[Begin Listed entries]
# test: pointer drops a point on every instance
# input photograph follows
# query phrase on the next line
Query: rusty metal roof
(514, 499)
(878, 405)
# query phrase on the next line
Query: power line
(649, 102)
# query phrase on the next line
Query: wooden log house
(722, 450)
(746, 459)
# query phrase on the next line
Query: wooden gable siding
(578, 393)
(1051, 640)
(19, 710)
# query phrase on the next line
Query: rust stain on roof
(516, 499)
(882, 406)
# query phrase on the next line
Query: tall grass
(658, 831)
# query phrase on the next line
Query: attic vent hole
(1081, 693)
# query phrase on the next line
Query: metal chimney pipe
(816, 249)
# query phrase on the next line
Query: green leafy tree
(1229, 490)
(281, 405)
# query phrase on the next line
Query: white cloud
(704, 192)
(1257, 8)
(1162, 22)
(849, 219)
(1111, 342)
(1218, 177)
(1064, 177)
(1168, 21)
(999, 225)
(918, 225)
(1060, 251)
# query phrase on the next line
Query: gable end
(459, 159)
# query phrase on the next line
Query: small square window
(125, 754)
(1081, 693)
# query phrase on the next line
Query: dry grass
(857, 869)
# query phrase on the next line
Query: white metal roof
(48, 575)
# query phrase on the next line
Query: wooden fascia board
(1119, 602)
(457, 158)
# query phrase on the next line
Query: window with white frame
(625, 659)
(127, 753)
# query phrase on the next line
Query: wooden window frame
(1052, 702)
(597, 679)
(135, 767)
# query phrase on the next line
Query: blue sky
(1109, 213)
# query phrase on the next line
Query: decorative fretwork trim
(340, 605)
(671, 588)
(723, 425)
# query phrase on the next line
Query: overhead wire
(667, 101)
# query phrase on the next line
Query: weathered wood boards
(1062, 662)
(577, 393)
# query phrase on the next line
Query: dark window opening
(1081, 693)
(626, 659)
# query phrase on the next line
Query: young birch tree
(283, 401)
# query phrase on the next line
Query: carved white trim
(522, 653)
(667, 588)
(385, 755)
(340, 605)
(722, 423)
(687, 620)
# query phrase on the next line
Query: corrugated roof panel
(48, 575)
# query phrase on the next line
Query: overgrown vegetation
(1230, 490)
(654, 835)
[End Listed entries]
▶ Exercise brief
Transcribe the entire listing above precisely.

▶ Solution below
# test: pointer drops a point on every instance
# input photograph follows
# query phrase on the next line
Query: rusty metal roof
(514, 499)
(878, 405)
# query phrase on the next line
Query: power line
(649, 102)
# query phrase on the next line
Query: wooden log house
(722, 450)
(746, 459)
# query phrase on the next line
Query: wooden gable siding
(578, 393)
(1051, 640)
(19, 710)
# query phrase on the next line
Query: rust stain on roof
(516, 499)
(882, 406)
# query phrase on the next line
Query: tall grass
(658, 831)
# query phrase on the next line
Query: attic vent hole
(1081, 693)
# query phrase on the next line
Query: metal chimney pipe
(816, 249)
# query phrase on the next line
Query: green leafy tree
(1229, 490)
(281, 405)
# query phrase on the next line
Query: white cloud
(704, 192)
(1257, 8)
(1162, 22)
(849, 219)
(1111, 342)
(1218, 177)
(1064, 177)
(1168, 21)
(999, 225)
(918, 225)
(1060, 251)
# query phrase on the next line
Query: gable end
(459, 159)
# query phrase on the next line
Query: small square window
(125, 754)
(1081, 693)
# query phrase on the next line
Query: dry grass
(857, 869)
# query phrase on the next line
Query: white metal roof
(48, 575)
# query phrase on the next line
Query: wooden fascia board
(1119, 602)
(457, 158)
# query phrase on the next line
Query: window with white frame
(625, 659)
(127, 753)
# query phrase on the next line
Query: wooden window frame
(1052, 702)
(597, 679)
(135, 767)
# query phrase on the next line
Query: blue sky
(1109, 213)
# query phrase on the next line
Query: decorative fretwork trim
(340, 605)
(671, 588)
(723, 425)
# query phrase on the next line
Query: overhead wire
(667, 101)
# query phrase on the next line
Query: weathered wood boards
(1062, 662)
(577, 393)
# query phrase on the next line
Query: dark window opening
(1081, 693)
(626, 659)
# query phrase on the next line
Query: young birch tree
(283, 401)
# query phrase on the next line
Query: carved white trim
(522, 653)
(667, 588)
(385, 755)
(340, 605)
(722, 423)
(687, 620)
# query phrase on the next line
Query: corrugated roof panel
(48, 575)
# query phrase on the next line
Query: overgrown vegetation
(1230, 490)
(654, 835)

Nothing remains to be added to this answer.